Directive: In the listing below, rewrite the lines from the one holding "Scientific specimen imaging: find the bell" through the one holding "[142,82,149,87]", inclusive, with "microscope capture" changed to "specimen image" and nothing else altered.

Records for this exercise:
>> Start

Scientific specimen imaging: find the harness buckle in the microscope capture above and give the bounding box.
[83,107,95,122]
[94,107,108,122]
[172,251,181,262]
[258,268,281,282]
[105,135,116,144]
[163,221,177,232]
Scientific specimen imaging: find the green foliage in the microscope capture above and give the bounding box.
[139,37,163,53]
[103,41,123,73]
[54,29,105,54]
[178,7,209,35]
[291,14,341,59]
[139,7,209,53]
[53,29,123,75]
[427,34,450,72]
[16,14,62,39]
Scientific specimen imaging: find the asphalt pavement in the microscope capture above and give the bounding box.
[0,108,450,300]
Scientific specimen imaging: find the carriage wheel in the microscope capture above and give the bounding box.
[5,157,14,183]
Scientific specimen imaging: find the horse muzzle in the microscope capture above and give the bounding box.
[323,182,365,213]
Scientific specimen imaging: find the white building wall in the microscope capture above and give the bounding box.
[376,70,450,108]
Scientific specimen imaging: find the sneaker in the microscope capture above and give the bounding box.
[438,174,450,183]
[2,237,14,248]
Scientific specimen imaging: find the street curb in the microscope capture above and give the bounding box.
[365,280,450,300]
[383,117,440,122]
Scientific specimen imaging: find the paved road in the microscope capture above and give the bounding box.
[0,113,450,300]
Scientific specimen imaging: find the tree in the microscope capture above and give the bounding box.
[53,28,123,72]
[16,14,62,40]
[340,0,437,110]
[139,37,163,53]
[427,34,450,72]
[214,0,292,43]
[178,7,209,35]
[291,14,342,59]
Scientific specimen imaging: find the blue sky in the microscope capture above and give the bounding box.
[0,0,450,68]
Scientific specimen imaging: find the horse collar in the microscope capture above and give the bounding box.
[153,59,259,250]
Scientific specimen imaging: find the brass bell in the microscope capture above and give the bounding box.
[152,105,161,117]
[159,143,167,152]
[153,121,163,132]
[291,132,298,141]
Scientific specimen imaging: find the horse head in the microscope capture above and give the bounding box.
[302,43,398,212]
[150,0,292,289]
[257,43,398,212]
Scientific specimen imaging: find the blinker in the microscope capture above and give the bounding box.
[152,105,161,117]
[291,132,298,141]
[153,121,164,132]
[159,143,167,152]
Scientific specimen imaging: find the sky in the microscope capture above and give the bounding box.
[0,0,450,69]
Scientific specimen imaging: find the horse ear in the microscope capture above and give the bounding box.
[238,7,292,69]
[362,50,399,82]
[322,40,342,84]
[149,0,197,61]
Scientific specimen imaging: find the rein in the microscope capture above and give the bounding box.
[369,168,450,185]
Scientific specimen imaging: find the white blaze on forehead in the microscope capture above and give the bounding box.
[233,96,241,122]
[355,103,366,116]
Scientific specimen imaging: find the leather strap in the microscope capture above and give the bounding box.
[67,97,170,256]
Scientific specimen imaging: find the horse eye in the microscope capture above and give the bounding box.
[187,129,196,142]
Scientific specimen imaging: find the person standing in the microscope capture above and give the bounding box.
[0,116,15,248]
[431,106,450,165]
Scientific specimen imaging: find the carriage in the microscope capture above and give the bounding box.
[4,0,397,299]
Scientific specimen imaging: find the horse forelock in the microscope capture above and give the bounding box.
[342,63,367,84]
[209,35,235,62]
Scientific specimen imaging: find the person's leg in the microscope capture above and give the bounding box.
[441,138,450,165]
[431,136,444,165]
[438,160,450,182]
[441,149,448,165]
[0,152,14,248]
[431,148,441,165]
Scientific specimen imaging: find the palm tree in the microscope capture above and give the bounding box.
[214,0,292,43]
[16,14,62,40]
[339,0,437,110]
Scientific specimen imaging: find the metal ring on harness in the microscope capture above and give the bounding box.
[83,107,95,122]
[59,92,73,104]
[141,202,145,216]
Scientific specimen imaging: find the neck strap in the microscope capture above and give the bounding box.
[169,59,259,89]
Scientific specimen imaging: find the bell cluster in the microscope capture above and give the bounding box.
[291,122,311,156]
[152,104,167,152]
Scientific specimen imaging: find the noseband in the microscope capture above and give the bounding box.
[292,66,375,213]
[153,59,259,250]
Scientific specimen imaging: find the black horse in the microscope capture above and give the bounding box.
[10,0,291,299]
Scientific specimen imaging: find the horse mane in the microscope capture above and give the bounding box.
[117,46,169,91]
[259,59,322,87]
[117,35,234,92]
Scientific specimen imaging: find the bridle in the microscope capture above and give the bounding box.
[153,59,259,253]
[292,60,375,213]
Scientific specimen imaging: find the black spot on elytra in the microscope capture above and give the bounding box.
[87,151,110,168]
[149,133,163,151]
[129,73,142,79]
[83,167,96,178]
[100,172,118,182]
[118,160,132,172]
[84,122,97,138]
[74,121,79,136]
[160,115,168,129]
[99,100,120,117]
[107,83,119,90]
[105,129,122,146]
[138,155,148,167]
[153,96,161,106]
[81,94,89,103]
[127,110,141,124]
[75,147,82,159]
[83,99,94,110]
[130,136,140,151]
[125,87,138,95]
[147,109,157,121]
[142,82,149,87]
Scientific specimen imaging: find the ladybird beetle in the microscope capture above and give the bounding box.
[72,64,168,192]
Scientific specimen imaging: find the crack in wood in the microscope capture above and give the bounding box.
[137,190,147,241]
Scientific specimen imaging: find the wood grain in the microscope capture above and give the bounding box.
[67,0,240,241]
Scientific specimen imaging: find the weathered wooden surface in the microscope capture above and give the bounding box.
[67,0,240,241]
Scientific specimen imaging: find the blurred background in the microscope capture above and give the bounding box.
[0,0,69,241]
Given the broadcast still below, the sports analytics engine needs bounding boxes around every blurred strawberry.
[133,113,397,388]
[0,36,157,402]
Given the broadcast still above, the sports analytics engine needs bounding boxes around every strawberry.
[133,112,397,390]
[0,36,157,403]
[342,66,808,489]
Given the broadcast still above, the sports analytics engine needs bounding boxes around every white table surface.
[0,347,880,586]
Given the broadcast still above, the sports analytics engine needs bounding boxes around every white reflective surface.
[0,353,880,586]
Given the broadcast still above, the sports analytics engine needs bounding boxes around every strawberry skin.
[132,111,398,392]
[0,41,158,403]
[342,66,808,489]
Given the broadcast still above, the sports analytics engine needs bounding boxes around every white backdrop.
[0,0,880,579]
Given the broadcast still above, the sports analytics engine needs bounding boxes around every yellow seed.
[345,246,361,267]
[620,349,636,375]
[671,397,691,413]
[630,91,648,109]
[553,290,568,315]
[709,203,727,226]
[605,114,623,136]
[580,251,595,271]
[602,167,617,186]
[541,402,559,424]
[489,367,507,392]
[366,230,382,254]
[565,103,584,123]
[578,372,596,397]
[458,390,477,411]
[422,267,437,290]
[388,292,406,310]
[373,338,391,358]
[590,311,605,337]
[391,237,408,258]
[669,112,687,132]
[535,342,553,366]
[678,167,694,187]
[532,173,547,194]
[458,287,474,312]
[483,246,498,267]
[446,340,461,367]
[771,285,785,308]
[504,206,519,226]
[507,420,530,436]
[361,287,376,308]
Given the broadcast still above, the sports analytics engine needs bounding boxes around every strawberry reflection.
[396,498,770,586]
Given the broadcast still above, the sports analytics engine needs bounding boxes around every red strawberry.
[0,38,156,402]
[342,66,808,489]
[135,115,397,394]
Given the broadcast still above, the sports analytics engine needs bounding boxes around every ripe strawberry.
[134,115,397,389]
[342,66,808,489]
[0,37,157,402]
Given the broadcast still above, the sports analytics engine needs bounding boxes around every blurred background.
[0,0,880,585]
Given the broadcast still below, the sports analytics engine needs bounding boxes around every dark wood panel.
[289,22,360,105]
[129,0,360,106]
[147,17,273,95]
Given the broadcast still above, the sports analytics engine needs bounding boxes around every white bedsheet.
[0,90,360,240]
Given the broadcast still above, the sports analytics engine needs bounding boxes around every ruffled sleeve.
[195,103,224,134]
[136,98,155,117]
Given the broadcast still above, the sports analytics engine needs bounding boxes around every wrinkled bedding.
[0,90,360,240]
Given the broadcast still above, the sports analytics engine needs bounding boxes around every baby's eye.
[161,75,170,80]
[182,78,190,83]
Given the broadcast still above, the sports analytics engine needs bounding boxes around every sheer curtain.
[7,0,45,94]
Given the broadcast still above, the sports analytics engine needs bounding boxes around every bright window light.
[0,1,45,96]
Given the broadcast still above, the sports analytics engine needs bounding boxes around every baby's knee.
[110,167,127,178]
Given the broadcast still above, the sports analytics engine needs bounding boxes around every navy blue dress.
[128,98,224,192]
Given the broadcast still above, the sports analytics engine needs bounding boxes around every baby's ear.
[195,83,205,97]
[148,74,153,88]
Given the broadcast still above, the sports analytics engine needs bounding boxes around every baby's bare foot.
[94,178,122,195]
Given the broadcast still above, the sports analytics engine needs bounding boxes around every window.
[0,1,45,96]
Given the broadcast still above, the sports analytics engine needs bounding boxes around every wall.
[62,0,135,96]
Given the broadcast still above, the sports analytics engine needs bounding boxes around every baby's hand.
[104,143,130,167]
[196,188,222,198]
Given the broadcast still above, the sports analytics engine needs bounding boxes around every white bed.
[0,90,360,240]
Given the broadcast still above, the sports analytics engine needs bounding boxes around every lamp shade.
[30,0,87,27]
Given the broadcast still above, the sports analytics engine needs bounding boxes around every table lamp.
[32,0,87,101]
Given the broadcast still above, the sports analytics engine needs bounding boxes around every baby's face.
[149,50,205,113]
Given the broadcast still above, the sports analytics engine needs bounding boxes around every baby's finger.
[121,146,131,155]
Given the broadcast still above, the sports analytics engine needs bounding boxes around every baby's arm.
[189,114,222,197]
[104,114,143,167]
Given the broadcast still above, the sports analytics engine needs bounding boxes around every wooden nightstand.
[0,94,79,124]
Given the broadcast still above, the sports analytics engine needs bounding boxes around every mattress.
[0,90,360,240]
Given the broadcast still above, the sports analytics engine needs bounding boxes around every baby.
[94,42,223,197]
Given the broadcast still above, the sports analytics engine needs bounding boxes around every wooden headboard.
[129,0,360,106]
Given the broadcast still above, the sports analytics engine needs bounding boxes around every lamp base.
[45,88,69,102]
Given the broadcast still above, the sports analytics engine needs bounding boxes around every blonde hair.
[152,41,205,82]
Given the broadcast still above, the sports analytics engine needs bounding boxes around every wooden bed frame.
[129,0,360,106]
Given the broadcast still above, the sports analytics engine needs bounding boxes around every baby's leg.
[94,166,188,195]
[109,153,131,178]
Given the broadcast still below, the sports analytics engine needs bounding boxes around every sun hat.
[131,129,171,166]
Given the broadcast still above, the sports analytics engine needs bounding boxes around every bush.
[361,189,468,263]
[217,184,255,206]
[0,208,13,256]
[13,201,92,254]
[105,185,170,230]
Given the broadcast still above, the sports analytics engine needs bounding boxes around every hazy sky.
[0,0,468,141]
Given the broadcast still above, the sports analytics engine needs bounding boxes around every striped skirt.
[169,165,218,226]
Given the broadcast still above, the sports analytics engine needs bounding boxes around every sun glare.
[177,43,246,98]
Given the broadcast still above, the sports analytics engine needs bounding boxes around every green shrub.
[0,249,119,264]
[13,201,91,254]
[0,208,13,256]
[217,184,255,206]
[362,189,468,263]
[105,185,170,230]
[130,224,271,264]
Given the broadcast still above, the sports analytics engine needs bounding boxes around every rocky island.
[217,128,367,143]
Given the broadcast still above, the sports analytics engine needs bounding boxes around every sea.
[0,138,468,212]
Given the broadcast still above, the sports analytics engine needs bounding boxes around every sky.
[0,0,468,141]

>> End

Worked answer:
Scientific specimen imaging: find the bell cluster in the specimen image above and give the bounding box.
[291,122,311,156]
[152,104,167,152]
Scientific specimen imaging: find the noseband in the specimen image above and give the bounding box.
[292,66,375,213]
[153,59,259,250]
Scientific specimen imaging: find the black horse in the specimen image above and give the bounding box.
[10,0,291,299]
Scientific specimen imaging: find the horse mane in the specimen image above and give the bounding box.
[117,46,169,91]
[259,59,322,87]
[117,35,234,92]
Scientific specimen imaging: find the bridle in the specimen image above and give the bounding box.
[153,59,259,253]
[292,60,375,213]
Scientific specimen imaging: find the black spot on elytra in the specimen image above and give the bounding box.
[87,151,110,168]
[149,133,163,151]
[129,73,142,79]
[83,167,96,178]
[100,172,118,182]
[118,160,132,172]
[84,122,97,138]
[74,121,79,136]
[160,115,168,129]
[99,100,120,117]
[107,83,119,90]
[105,129,122,146]
[138,155,148,167]
[153,96,161,106]
[81,94,89,103]
[127,110,141,124]
[75,147,82,159]
[83,99,94,110]
[130,136,140,151]
[125,87,138,95]
[147,109,157,121]
[142,82,149,87]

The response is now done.